» **Reading passage**:

= = = = = = =

Print

Print


Eric,

Shlomo Argamon and Mark Olsen have done some related work on text classification.  You may have been at DHCS for their paper analyzing differences in word use by male and female authors, for example.[1]  There are bibliographies from the IIT Linguistic Cognition Laboratory and the ARTFL project which may give you some ideas for additional experiments. [2,3] 

-Tod

[1] http://digitalhumanities.org/dhq/vol/3/2/000042/000042.html
[2] http://lingcog.iit.edu/pub_year.xml
[3] http://code.google.com/p/philomine/wiki/Bibliography

Tod Olson <[log in to unmask]>
Systems Librarian
University of Chicago Library

On Feb 22, 2011, at 6:02 PM, Eric Lease Morgan wrote:

> On Feb 22, 2011, at 9:02 AM, Cindy Harper wrote:
> 
>> It's not ironic - my post was musing inspired by your work.  I guess I wasn't sure if I understood your results. You were looking at the overall POS usage in the entire texts as a possible way of ranking the texts. I was wondering about POS of particular search terms - those that could take on several POS....

= = = = = = =

» **Data supplied**:
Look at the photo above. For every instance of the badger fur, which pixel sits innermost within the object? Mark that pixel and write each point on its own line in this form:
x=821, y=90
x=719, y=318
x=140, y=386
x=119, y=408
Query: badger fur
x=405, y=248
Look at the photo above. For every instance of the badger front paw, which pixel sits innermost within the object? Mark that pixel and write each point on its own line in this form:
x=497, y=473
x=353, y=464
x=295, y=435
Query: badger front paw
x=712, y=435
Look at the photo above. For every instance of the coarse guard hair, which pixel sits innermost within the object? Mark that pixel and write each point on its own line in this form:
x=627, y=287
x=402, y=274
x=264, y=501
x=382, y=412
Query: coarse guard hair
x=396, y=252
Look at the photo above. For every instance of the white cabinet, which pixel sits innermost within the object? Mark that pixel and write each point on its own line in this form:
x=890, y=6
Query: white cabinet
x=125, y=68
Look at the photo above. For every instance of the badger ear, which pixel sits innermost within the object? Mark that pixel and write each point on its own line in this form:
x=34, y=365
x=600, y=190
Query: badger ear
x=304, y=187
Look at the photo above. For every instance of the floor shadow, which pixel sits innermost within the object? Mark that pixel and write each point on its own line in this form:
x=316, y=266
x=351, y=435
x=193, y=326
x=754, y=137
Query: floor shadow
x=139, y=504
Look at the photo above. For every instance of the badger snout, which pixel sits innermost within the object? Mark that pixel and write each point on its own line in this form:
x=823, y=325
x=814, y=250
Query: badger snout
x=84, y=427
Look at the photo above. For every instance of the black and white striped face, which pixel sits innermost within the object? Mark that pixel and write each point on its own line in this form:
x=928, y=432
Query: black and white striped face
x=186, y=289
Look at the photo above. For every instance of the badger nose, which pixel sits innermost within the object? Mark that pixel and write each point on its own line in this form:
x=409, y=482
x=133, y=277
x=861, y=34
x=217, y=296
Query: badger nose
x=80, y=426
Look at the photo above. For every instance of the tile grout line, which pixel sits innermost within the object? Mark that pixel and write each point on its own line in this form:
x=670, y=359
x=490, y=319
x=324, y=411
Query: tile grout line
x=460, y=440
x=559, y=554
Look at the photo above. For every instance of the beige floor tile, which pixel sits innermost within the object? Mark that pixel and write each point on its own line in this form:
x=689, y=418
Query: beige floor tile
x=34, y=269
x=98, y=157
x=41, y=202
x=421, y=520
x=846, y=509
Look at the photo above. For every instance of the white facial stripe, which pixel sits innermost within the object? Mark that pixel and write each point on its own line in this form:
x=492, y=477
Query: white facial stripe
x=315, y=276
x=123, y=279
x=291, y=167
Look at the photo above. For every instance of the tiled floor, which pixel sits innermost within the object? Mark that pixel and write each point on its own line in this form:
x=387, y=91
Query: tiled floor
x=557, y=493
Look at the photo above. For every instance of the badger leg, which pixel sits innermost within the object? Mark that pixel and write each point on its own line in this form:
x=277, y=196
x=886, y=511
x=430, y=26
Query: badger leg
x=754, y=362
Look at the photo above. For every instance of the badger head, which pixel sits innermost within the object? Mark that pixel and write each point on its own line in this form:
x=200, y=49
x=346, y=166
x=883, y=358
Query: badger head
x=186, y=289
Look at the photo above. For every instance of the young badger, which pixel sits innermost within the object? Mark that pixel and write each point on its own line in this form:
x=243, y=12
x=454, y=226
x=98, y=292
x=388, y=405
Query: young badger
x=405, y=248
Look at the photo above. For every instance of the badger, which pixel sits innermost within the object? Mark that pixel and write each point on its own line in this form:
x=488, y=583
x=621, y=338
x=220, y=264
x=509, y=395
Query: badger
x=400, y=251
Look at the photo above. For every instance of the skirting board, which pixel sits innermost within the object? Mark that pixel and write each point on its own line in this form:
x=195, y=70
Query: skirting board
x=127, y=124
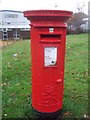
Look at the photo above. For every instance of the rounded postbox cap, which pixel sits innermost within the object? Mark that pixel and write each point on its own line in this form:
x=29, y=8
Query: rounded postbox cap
x=61, y=15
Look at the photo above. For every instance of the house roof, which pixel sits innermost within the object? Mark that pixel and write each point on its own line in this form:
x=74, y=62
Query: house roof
x=11, y=11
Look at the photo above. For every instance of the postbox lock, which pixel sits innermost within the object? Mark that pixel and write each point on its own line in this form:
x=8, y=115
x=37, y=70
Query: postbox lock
x=59, y=80
x=51, y=30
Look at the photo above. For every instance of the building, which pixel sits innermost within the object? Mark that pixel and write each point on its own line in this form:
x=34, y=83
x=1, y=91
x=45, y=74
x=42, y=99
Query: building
x=13, y=25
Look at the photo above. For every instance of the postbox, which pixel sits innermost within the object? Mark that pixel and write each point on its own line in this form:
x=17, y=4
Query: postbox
x=48, y=36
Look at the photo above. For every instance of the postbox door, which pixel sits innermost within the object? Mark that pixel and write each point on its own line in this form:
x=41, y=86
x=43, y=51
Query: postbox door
x=53, y=68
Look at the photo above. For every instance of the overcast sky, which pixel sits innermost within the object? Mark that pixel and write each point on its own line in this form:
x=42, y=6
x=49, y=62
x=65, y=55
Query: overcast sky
x=22, y=5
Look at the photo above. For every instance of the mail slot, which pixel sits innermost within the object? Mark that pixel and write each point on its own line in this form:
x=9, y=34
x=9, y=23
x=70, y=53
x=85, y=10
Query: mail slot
x=48, y=36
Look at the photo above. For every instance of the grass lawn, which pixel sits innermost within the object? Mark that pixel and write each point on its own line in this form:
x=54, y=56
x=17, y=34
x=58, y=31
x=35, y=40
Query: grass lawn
x=16, y=79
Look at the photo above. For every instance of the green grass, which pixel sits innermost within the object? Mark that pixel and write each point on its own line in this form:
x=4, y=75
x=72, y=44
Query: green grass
x=16, y=79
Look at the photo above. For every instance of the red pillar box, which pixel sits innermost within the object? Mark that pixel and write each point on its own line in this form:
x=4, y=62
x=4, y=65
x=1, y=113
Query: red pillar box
x=48, y=36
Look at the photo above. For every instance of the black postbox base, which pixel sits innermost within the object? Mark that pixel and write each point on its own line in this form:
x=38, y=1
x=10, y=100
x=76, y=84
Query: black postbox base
x=54, y=115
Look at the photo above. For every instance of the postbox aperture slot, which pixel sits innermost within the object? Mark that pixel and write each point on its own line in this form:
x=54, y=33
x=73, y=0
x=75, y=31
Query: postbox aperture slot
x=50, y=56
x=50, y=38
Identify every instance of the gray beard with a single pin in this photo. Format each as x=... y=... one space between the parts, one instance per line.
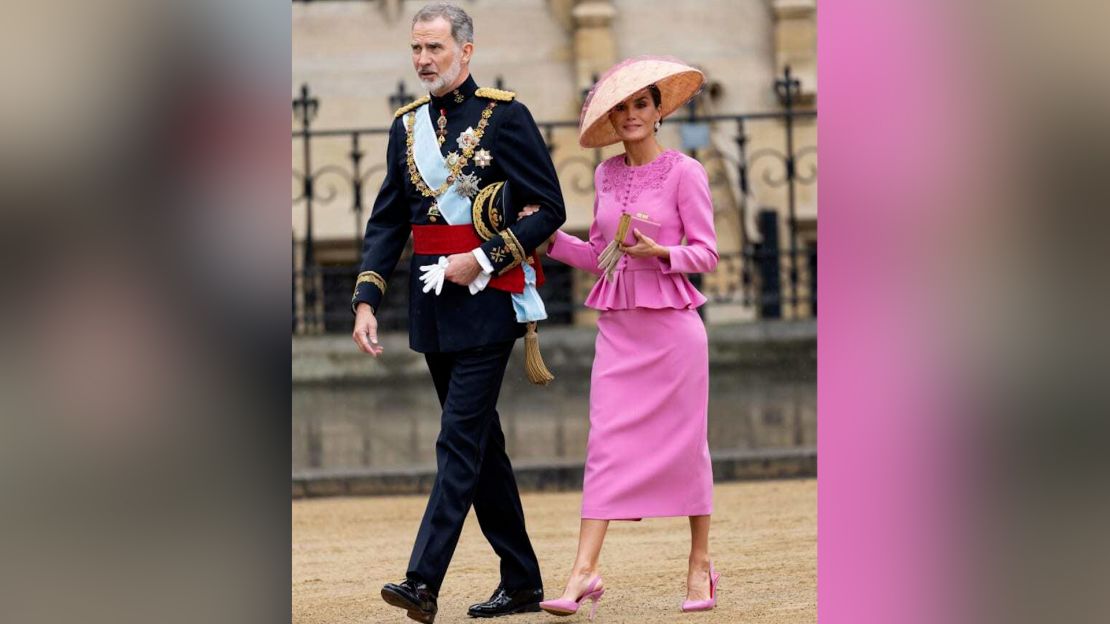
x=444 y=79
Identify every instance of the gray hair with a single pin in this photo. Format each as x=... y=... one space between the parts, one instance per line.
x=462 y=26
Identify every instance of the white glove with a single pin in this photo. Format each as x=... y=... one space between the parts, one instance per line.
x=480 y=283
x=434 y=274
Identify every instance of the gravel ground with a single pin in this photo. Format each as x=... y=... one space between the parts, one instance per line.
x=764 y=543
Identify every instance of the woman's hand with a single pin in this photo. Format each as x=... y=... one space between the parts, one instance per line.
x=645 y=248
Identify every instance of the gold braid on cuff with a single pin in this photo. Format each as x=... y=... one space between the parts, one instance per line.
x=514 y=247
x=372 y=278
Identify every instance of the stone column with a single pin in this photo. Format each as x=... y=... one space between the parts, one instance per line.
x=796 y=41
x=595 y=49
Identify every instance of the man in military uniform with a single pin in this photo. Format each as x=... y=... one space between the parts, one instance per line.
x=464 y=165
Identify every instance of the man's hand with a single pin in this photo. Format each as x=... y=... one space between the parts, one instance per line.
x=463 y=269
x=528 y=211
x=365 y=330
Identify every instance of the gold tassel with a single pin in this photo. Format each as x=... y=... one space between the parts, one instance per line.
x=533 y=361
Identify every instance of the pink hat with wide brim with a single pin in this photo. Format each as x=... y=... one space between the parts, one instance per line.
x=676 y=80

= = = = = = =

» **Exercise tasks**:
A) In the mailing-list message, what position does Tod Olson hold at the University of Chicago Library?
B) Shift the rows by adding -48 to every number in the answer coordinates. Restate every line, requests included, from the line with "badger snout, which" up to and including the line with "x=846, y=509", and give only those lines. Leave the requests and their format samples unchanged.

» **Task-by-task solutions**:
A) Systems Librarian

B)
Look at the photo above. For every instance of the badger snout, which pixel sits innermost within the object? Mark that pixel and write each point on its own line in this form:
x=823, y=325
x=814, y=250
Query: badger snout
x=36, y=379
Look at the photo above. For every instance of the black and white striped face, which pixel sits innermost within the object? Mark that pixel and write each point on its own line in this form:
x=928, y=432
Query: black and white striped face
x=138, y=241
Look at the photo above. For every instance of the badger nose, which pixel sits innermost within the object? Mark that pixel and write each point on its own line in this form:
x=409, y=482
x=133, y=277
x=861, y=34
x=217, y=296
Query: badger nose
x=32, y=378
Look at the photo above. For every instance of the tile grout line, which pixel sits innermost within the object? Mark that pixel and write each point on its own line in this form:
x=670, y=359
x=490, y=319
x=324, y=411
Query: tile grout line
x=412, y=392
x=511, y=506
Look at the photo above. For every instance of the beige floor tile, which pixel sits innermost within the object? Mark that pixel and write each point on its own line in this form:
x=689, y=418
Query: beige floor tile
x=-14, y=221
x=50, y=109
x=-7, y=154
x=373, y=472
x=798, y=461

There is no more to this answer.